EJERCICIOS PROPUESTOS =
1 > Enumera los espacios que, según el texto sobre la ciudad, nacen mientras las jóvenes generaciones dan nueva vida a las plazas.
2 > Reproduce sin cambios el fragmento del texto sobre la ciudad que empieza en las palabras "El nacimiento de" y termina tras "toma la ciudad.".

La sociología urbana
de los sesenta y setenta criticó insistentemente la tendencia
anti-urbana inherente a la cultura del individualismo posesivo. Se reclamaba
entonces la ciudad como espacio del necesario conflicto social del que
emane una sociedad “más” justa. La calle era la condición
de posibilidad de un espacio auténticamente tolerante, radicalmente
moderno, en el que lo público fuese algo más que la coincidencia
de intereses egoístas de individuos aislados, en el que la democracia
fuese algo más que una palabra que esconde unos intereses económico-militares
que siempre ganan, que siempre salen electos.
El nacimiento de la llamada
ciudad postmoderna hace necesaria la revisión de la
vieja reivindicación de la cultura de las aceras de la que hablase
Jane Jacobs. La calle vuelve a estar “de moda”, pero ahora
de mano de los propios poderes fácticos. Los valores del espacio
urbano como lugar encuentro parecen despuntar; las jóvenes generaciones
retornan a los cascos antiguos y al centro, abandonando las tranquilas
viviendas de los suburbios que sus padres conquistaron con esfuerzo;
dan nueva vida a las plazas a la vez que nacen nuevos museos, parques,
palacios de la música... el ocio toma la ciudad.

DATOS PROPORCIONADOS =
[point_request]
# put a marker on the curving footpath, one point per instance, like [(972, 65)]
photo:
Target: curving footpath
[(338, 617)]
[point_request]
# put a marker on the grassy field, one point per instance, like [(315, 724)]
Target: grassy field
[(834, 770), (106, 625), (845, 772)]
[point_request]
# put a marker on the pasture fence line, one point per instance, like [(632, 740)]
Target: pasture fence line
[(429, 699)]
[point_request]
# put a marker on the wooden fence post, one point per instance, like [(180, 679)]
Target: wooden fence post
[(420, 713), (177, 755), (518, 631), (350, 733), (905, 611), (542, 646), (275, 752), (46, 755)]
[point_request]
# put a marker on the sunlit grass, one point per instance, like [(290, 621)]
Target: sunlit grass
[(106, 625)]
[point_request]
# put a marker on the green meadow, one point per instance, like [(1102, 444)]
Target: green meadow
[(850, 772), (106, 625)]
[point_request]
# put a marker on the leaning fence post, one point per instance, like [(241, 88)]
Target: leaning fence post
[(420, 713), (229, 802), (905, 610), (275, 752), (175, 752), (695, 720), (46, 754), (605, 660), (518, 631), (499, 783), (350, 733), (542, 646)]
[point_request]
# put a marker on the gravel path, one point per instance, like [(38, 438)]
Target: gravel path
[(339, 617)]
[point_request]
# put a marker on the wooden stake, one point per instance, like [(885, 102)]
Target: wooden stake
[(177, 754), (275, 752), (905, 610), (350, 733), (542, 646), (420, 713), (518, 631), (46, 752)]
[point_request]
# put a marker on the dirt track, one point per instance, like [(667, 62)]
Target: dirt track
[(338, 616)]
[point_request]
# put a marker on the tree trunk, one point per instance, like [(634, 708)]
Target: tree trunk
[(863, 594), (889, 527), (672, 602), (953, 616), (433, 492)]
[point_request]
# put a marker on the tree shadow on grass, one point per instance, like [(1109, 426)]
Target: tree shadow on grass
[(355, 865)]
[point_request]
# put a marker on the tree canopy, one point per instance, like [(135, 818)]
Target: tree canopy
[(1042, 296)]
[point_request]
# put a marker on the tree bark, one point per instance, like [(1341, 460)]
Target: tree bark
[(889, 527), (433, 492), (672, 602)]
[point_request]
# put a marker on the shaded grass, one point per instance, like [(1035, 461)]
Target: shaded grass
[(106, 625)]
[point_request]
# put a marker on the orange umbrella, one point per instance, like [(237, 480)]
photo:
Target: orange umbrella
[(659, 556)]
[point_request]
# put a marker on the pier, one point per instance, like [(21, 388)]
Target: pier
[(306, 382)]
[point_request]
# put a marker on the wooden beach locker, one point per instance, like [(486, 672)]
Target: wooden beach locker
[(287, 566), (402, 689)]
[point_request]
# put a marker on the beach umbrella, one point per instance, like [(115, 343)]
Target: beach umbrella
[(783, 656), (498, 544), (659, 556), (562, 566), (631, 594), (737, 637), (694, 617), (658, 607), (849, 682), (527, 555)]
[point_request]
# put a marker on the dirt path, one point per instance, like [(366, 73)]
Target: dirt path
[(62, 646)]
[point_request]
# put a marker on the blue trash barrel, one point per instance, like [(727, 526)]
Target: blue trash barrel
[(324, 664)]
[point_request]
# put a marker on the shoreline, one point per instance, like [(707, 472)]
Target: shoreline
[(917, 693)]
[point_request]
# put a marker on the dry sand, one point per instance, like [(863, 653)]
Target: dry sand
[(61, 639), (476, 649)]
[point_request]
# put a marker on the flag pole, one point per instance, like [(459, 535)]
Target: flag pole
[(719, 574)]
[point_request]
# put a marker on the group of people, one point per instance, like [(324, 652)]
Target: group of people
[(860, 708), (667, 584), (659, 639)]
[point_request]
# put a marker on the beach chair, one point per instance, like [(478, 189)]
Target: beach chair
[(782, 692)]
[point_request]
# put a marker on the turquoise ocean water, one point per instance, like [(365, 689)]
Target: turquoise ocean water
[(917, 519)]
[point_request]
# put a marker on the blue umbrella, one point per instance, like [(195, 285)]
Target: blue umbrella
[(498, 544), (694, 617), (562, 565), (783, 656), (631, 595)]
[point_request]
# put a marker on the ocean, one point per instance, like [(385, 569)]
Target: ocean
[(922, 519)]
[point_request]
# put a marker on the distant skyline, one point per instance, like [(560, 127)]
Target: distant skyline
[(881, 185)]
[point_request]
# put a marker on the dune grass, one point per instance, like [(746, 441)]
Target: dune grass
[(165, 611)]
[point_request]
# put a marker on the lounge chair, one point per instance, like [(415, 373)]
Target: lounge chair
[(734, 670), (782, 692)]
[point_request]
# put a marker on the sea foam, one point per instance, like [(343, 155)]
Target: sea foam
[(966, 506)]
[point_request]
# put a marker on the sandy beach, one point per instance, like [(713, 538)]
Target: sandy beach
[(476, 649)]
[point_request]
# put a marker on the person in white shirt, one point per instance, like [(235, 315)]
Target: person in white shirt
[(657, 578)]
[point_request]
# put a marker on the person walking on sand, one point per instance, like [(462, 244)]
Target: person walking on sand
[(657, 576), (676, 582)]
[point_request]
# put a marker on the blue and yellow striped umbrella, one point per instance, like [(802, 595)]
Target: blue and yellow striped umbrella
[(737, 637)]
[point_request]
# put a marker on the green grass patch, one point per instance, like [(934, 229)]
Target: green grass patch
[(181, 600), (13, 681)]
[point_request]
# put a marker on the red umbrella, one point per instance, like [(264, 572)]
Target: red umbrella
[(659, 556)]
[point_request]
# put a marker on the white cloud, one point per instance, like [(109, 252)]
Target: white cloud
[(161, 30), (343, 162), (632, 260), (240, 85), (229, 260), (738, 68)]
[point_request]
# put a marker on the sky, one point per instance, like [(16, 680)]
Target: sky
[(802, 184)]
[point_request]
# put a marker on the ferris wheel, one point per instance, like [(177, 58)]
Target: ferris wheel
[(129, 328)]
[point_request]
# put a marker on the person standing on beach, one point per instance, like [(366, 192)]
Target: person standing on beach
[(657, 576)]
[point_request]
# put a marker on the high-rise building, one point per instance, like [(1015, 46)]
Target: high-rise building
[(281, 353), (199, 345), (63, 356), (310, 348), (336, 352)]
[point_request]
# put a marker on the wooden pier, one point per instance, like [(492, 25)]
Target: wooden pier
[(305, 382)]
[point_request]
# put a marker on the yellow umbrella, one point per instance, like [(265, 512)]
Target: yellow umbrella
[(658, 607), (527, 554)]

RESPUESTAS EN ORDEN =
1 > Museos, parques y palacios de la música.

2 >
El nacimiento de la llamada
ciudad postmoderna hace necesaria la revisión de la
vieja reivindicación de la cultura de las aceras de la que hablase
Jane Jacobs. La calle vuelve a estar “de moda”, pero ahora
de mano de los propios poderes fácticos. Los valores del espacio
urbano como lugar encuentro parecen despuntar; las jóvenes generaciones
retornan a los cascos antiguos y al centro, abandonando las tranquilas
viviendas de los suburbios que sus padres conquistaron con esfuerzo;
dan nueva vida a las plazas a la vez que nacen nuevos museos, parques,
palacios de la música... el ocio toma la ciudad.